[Start EXCERPTED TEXT]

This short listing already demonstrates a few interesting elements of the API. Firstly, notice the use of function using. This function performs scope-bound resource management to ensure that the file is properly closed once it has become unneeded, even in presence of errors. This has roughly the same role as a finally block in Java or a destructor on a C++ auto-pointer. I will return to the topic of resource management later. For the moment, suffices to say that closing a file through using or method close is optional but recommended, as open files are a limited resource on all operating systems.

Had we decided to entrust JavaScript to close the file by itself at some point in the future, we could have simply written:

var fileName = "/home/yoric/hello";
var contents = OS.File.openForReading(fileName).readString();

Secondly, consider OS.File.openForReading. As its name suggests, this function/object serves to open an existing file for reading, and it fails if the file does not exist yet. The API provides such functions for all common scenarios, all of which accept optional flags to customize Unix-style file rights, Windows-style sharing properties and other Unix- or Windows-style attributes. Alternatively, function/object/constructor OS.File is the general manner of controlling all details of file opening.

[End EXCERPTED TEXT]
[Start ITEMS]

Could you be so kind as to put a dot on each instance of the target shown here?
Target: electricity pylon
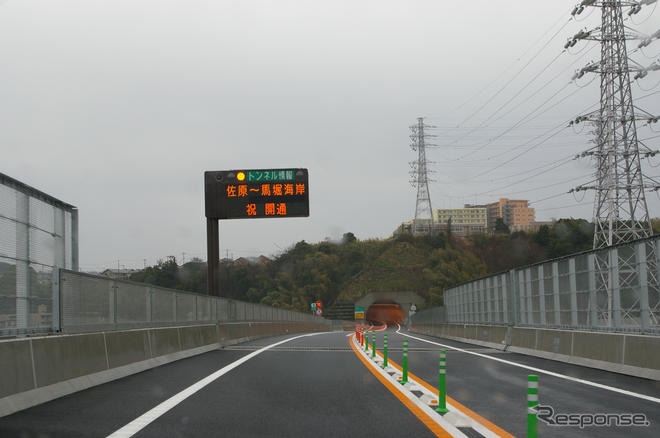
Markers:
(620, 209)
(419, 178)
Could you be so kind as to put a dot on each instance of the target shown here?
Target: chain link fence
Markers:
(612, 289)
(38, 235)
(93, 303)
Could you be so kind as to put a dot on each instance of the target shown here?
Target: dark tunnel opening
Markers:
(389, 313)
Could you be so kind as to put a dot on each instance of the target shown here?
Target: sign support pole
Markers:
(213, 256)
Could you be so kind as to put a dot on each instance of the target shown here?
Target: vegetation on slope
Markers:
(348, 270)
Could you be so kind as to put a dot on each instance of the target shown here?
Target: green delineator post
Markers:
(442, 390)
(404, 377)
(532, 402)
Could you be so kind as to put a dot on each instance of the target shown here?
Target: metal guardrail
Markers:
(93, 303)
(611, 289)
(38, 235)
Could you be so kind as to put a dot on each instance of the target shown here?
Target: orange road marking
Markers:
(421, 415)
(478, 418)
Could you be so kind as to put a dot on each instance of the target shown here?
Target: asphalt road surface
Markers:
(316, 386)
(497, 390)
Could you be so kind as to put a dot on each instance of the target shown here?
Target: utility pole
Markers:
(423, 222)
(620, 209)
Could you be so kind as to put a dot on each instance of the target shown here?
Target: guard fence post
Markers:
(404, 377)
(442, 390)
(532, 403)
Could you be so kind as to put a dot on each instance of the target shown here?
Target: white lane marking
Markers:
(145, 419)
(539, 370)
(430, 413)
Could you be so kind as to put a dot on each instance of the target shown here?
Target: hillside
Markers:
(348, 270)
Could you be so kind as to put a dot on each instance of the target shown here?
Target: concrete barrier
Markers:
(625, 353)
(37, 370)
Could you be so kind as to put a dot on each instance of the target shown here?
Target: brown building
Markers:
(515, 213)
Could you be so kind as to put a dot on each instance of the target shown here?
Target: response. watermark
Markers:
(581, 420)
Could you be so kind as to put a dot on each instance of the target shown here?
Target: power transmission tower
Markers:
(620, 209)
(423, 222)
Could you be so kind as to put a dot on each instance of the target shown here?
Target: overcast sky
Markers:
(119, 106)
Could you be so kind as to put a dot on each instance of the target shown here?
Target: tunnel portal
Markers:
(387, 312)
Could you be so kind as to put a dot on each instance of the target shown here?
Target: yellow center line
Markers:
(478, 418)
(421, 415)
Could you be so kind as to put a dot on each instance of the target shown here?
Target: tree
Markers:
(348, 238)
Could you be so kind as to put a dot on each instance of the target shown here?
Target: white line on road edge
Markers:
(145, 419)
(430, 413)
(539, 370)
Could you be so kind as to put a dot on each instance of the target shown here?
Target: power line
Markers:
(497, 93)
(508, 67)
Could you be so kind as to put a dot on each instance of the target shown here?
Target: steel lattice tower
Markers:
(423, 222)
(620, 209)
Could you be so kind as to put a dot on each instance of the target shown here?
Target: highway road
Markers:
(494, 384)
(317, 385)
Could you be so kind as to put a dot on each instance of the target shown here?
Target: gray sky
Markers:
(118, 107)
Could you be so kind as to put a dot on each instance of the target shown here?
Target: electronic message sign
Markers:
(256, 193)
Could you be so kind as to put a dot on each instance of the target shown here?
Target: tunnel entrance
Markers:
(385, 312)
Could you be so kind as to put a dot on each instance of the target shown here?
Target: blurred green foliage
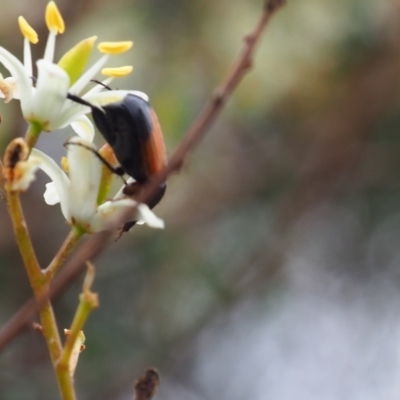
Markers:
(317, 120)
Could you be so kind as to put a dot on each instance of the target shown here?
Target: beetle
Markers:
(130, 126)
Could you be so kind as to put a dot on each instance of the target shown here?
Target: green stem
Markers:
(88, 302)
(69, 244)
(40, 288)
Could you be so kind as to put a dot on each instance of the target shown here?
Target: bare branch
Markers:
(96, 244)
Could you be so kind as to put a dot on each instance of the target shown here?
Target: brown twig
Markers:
(96, 244)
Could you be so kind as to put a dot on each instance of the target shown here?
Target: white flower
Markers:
(44, 101)
(77, 192)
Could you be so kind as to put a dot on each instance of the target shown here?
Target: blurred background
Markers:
(278, 273)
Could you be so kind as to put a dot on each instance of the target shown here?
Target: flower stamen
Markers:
(114, 47)
(54, 20)
(27, 31)
(117, 72)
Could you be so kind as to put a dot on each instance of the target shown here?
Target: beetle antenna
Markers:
(116, 170)
(79, 100)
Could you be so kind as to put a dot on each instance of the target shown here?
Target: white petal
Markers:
(84, 174)
(51, 196)
(83, 127)
(28, 57)
(58, 176)
(24, 81)
(51, 93)
(109, 213)
(50, 46)
(144, 214)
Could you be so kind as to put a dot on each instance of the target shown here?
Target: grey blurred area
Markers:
(277, 276)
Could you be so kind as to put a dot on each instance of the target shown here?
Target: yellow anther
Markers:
(114, 47)
(117, 72)
(54, 20)
(27, 31)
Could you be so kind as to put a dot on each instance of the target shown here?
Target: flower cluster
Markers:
(46, 107)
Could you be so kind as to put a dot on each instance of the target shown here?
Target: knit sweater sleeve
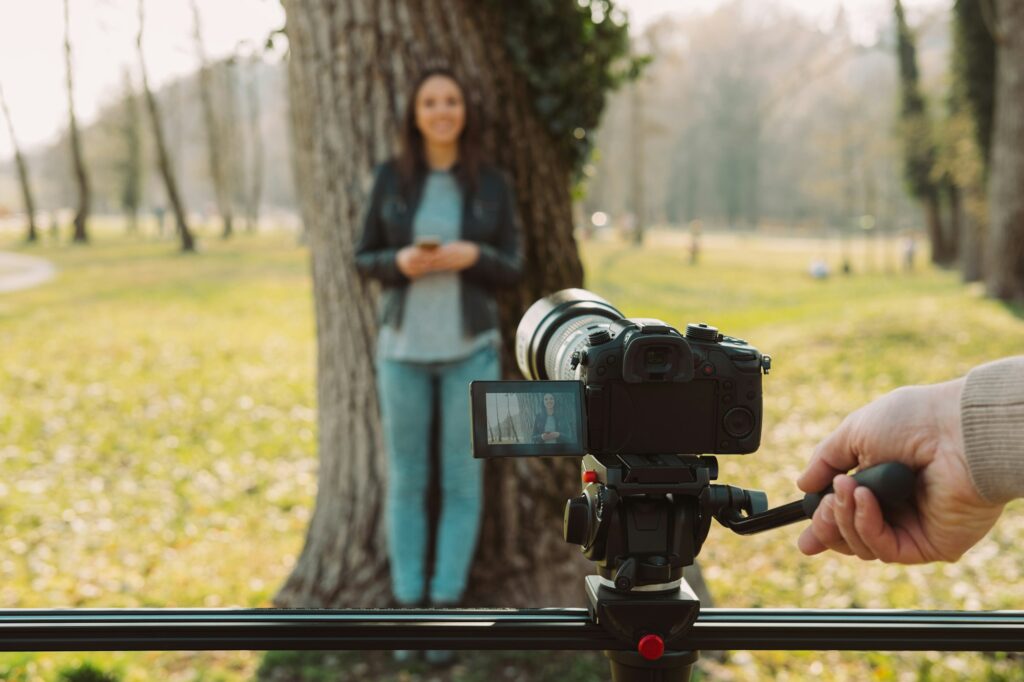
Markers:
(992, 414)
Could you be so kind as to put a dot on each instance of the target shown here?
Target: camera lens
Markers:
(554, 328)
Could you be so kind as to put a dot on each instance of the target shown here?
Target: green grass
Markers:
(158, 419)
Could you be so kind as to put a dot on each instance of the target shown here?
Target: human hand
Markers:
(456, 256)
(414, 261)
(921, 427)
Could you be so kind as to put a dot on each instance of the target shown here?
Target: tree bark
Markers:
(253, 118)
(131, 168)
(1005, 265)
(215, 148)
(933, 222)
(23, 174)
(163, 158)
(80, 235)
(974, 218)
(350, 65)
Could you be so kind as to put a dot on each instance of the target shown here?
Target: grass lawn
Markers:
(158, 418)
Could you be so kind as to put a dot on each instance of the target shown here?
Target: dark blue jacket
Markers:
(488, 218)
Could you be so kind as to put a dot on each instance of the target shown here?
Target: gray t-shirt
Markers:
(431, 328)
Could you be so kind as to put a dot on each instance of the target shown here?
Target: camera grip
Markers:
(891, 482)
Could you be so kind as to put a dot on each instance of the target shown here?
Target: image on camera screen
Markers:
(520, 418)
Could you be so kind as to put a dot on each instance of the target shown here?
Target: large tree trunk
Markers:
(1006, 243)
(163, 158)
(216, 150)
(23, 174)
(81, 177)
(350, 65)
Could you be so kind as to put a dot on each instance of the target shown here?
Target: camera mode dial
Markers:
(701, 332)
(598, 337)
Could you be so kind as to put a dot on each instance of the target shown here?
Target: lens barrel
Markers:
(554, 328)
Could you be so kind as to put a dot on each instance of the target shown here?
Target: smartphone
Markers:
(428, 243)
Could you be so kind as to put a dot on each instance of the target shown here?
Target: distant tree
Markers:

[End ITEMS]

▶ _TASKS_:
[A] Can you gather every line of the records that contains the string "tunnel"?
[B] How would you carry on the excerpt on the file API past its final sentence?
The excerpt on the file API has no connection to the records.

▶ _ANSWERS IN ORDER_:
[A]
Target: dark tunnel opening
Target: tunnel portal
Target: tunnel entrance

[B]
The extracts above do not demonstrate any feature that could not have been achieved with XPConnect. However, let us briefly compare our extracts with an XPConnect-based implementation using similar lines:

the OS.File implementation consists of 2 to 4 lines, including resource cleanup and error-handling / a comparable XPConnect-based implementation requires about 30 lines;
the OS.File implementation works both in the main thread or in a background thread / a comparable XPConnect-based implementation works only in the main thread;
benchmarks are not available yet, but I have hope that the OS.File implementation should be slightly faster due to a lower overhead and an optimized implementation of readString;
in case of error, the OS.File implementation raises an exception with constructor OS.File.Error / the XPConnect-based implementation raises a generic XPConnect exception;
if the file does not exist, the OS.File implementation raises an error while executing OS.File.openForReading / the XPConnect-based implementation raises an error later in the process;
if executed on the main thread, the OS.File implementation will print a warning.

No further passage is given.